Annotated coordinate records
--- START ---
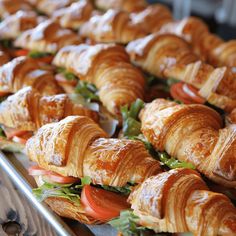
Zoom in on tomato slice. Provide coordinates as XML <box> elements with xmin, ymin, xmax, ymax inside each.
<box><xmin>14</xmin><ymin>49</ymin><xmax>29</xmax><ymax>57</ymax></box>
<box><xmin>170</xmin><ymin>82</ymin><xmax>205</xmax><ymax>104</ymax></box>
<box><xmin>34</xmin><ymin>56</ymin><xmax>53</xmax><ymax>64</ymax></box>
<box><xmin>81</xmin><ymin>185</ymin><xmax>130</xmax><ymax>221</ymax></box>
<box><xmin>28</xmin><ymin>166</ymin><xmax>51</xmax><ymax>176</ymax></box>
<box><xmin>46</xmin><ymin>171</ymin><xmax>78</xmax><ymax>184</ymax></box>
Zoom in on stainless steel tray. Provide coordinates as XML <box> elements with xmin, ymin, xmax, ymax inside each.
<box><xmin>0</xmin><ymin>151</ymin><xmax>117</xmax><ymax>236</ymax></box>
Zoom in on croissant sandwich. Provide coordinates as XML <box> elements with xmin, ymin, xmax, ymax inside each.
<box><xmin>0</xmin><ymin>87</ymin><xmax>98</xmax><ymax>148</ymax></box>
<box><xmin>127</xmin><ymin>34</ymin><xmax>236</xmax><ymax>112</ymax></box>
<box><xmin>0</xmin><ymin>11</ymin><xmax>44</xmax><ymax>39</ymax></box>
<box><xmin>0</xmin><ymin>56</ymin><xmax>61</xmax><ymax>96</ymax></box>
<box><xmin>14</xmin><ymin>20</ymin><xmax>81</xmax><ymax>54</ymax></box>
<box><xmin>79</xmin><ymin>10</ymin><xmax>147</xmax><ymax>44</ymax></box>
<box><xmin>0</xmin><ymin>47</ymin><xmax>10</xmax><ymax>66</ymax></box>
<box><xmin>95</xmin><ymin>0</ymin><xmax>147</xmax><ymax>12</ymax></box>
<box><xmin>26</xmin><ymin>116</ymin><xmax>161</xmax><ymax>223</ymax></box>
<box><xmin>30</xmin><ymin>0</ymin><xmax>74</xmax><ymax>16</ymax></box>
<box><xmin>53</xmin><ymin>44</ymin><xmax>145</xmax><ymax>115</ymax></box>
<box><xmin>130</xmin><ymin>4</ymin><xmax>173</xmax><ymax>33</ymax></box>
<box><xmin>121</xmin><ymin>169</ymin><xmax>236</xmax><ymax>236</ymax></box>
<box><xmin>140</xmin><ymin>99</ymin><xmax>236</xmax><ymax>188</ymax></box>
<box><xmin>52</xmin><ymin>0</ymin><xmax>93</xmax><ymax>29</ymax></box>
<box><xmin>161</xmin><ymin>17</ymin><xmax>236</xmax><ymax>67</ymax></box>
<box><xmin>0</xmin><ymin>0</ymin><xmax>32</xmax><ymax>18</ymax></box>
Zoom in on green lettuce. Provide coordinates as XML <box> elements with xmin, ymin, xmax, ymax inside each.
<box><xmin>121</xmin><ymin>99</ymin><xmax>144</xmax><ymax>138</ymax></box>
--- END ---
Rewrite the full material with every instance of "Zoom in on" changed to "Locate" and nothing else altered, leaving out the pictures.

Locate tomato slice. Provide coordinates as XML <box> elements with xmin, ymin, xmax, ymax inside each.
<box><xmin>14</xmin><ymin>49</ymin><xmax>29</xmax><ymax>57</ymax></box>
<box><xmin>170</xmin><ymin>82</ymin><xmax>205</xmax><ymax>104</ymax></box>
<box><xmin>34</xmin><ymin>56</ymin><xmax>53</xmax><ymax>64</ymax></box>
<box><xmin>81</xmin><ymin>185</ymin><xmax>130</xmax><ymax>221</ymax></box>
<box><xmin>28</xmin><ymin>166</ymin><xmax>51</xmax><ymax>176</ymax></box>
<box><xmin>46</xmin><ymin>171</ymin><xmax>78</xmax><ymax>184</ymax></box>
Locate stainless steel tray. Provide coordinates as XML <box> elements with xmin, ymin, xmax, ymax inside each.
<box><xmin>0</xmin><ymin>151</ymin><xmax>117</xmax><ymax>236</ymax></box>
Locate croissant sandwich. Provide coordinates as XML <box> elements with xmin, ymin, xmax, ymax inside each.
<box><xmin>0</xmin><ymin>87</ymin><xmax>98</xmax><ymax>148</ymax></box>
<box><xmin>127</xmin><ymin>34</ymin><xmax>236</xmax><ymax>112</ymax></box>
<box><xmin>0</xmin><ymin>11</ymin><xmax>44</xmax><ymax>39</ymax></box>
<box><xmin>0</xmin><ymin>56</ymin><xmax>61</xmax><ymax>96</ymax></box>
<box><xmin>14</xmin><ymin>20</ymin><xmax>81</xmax><ymax>54</ymax></box>
<box><xmin>79</xmin><ymin>10</ymin><xmax>147</xmax><ymax>44</ymax></box>
<box><xmin>0</xmin><ymin>47</ymin><xmax>10</xmax><ymax>66</ymax></box>
<box><xmin>95</xmin><ymin>0</ymin><xmax>147</xmax><ymax>12</ymax></box>
<box><xmin>26</xmin><ymin>116</ymin><xmax>161</xmax><ymax>223</ymax></box>
<box><xmin>30</xmin><ymin>0</ymin><xmax>74</xmax><ymax>16</ymax></box>
<box><xmin>53</xmin><ymin>44</ymin><xmax>145</xmax><ymax>115</ymax></box>
<box><xmin>130</xmin><ymin>4</ymin><xmax>173</xmax><ymax>33</ymax></box>
<box><xmin>121</xmin><ymin>169</ymin><xmax>236</xmax><ymax>236</ymax></box>
<box><xmin>140</xmin><ymin>99</ymin><xmax>236</xmax><ymax>188</ymax></box>
<box><xmin>52</xmin><ymin>0</ymin><xmax>93</xmax><ymax>29</ymax></box>
<box><xmin>161</xmin><ymin>17</ymin><xmax>236</xmax><ymax>67</ymax></box>
<box><xmin>0</xmin><ymin>0</ymin><xmax>32</xmax><ymax>18</ymax></box>
Locate green lettuce. Provide coordinates as XML <box> elements with xmin, ymin, xmax, ymax inside each.
<box><xmin>121</xmin><ymin>99</ymin><xmax>144</xmax><ymax>138</ymax></box>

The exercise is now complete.